- Bacaan:
===============

Sementara itu, Biden yang berasal dari Demokrat memang lekat sekali akan Liberatrianisme. Pastinya, kebebasan hak apa dan siapa pun pasti dikembalikan yang direnggut pada pemerintaha Presiden Trump. Yang paling penting adalah, bahwa Muslim Ban akan expelled pada era Biden nanti. Tentunya, Biden akan mengembalikan citra AS sebagai negara yang multikultural dan plural, karena pada era Trump, prejudice terhadap orang kulit berwarna, asia, islam, dan orang asing lain sangat terasa. Maka dari itu, AS akan rebuild pada era Biden, akankah ini menjadi kenyataan?.

===============

- Data ekspresi rujukan:

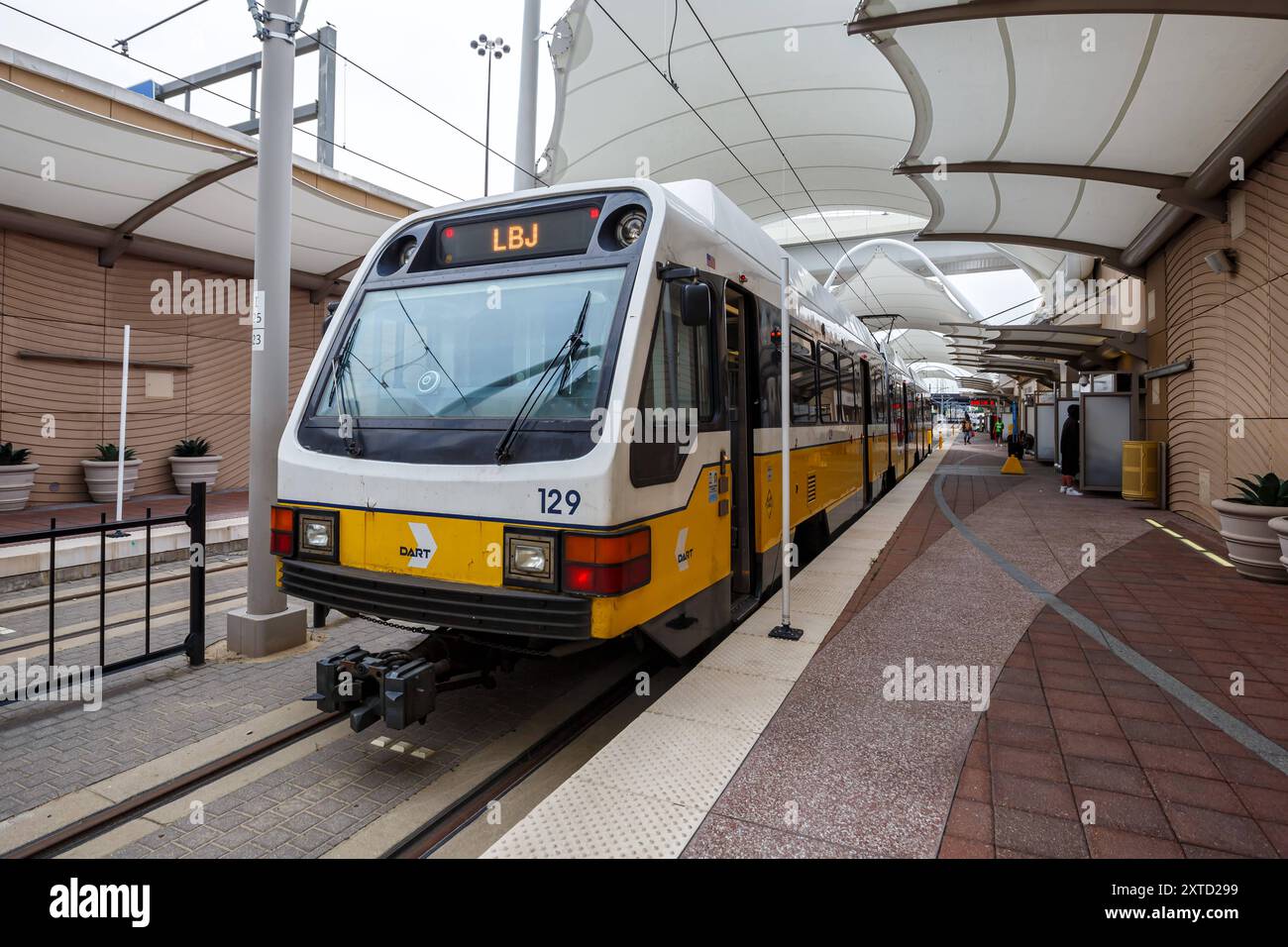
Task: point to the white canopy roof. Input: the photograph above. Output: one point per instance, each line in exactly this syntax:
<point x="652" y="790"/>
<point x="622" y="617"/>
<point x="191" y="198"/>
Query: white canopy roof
<point x="837" y="110"/>
<point x="124" y="187"/>
<point x="1065" y="124"/>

===============

- Ketentuan Soal: Teruskan bacaan tentang harapan pada era Biden, mulai tepat setelah kalimat terakhirnya.

- Hasil:
Hubungan Luar Negeri
Hubungan Luar Negeri pada era Trump mungkin sangat konfrontatif, terhadap Tiongkok, Iran, bahkan Uni Eropa. Misalnya pada Tiongkok dengan perang dagang dan konfrontasi-konfrontasi lain seperti di laut cina selatan dan beberapa bidang lain, lalu dengan Iran terutama terhadap nuclear deal ditambah dengan yang dilakukan AS dengan membunuh Qassem Suleimani pada awal januari 2020 lalu, sementara itu pula AS memang sangat memusuhi Iran terlihat pada krisis Yaman yang berkepanjangan karena adanya friksi politik internal mereka, dan AS mengintervensi secara tidak langsung. Ini membuat Hubungan Luar negeri AS menjadi kurang ramah terhadap negara-negara lain.
Lalu, diperparah dengan Trump mengundurkan diri dari Paris Agreement, yang membuat semua bertanya-tanya akan komitmen AS dengan krisis iklim. Bukan tanpa alasan, karena dengan masuk di dalam pejanjian tersebut, roda ekonomi AS yang mayoritas pada industrial akan mengurangi intensitas mereka dan perlahan membuat mereka kolaps. Ini juga menjadi langkah Trump dalam membentuk trade deal baru di wilayah amerika utara, dengan kanada dan meksiko, dalam membentuk USMCA. Trade deal ini sempat dikecam oleh kongres yang bermayoritas Demokrat karena tidak ramah lingkungan dan memperparah keadaan iklim.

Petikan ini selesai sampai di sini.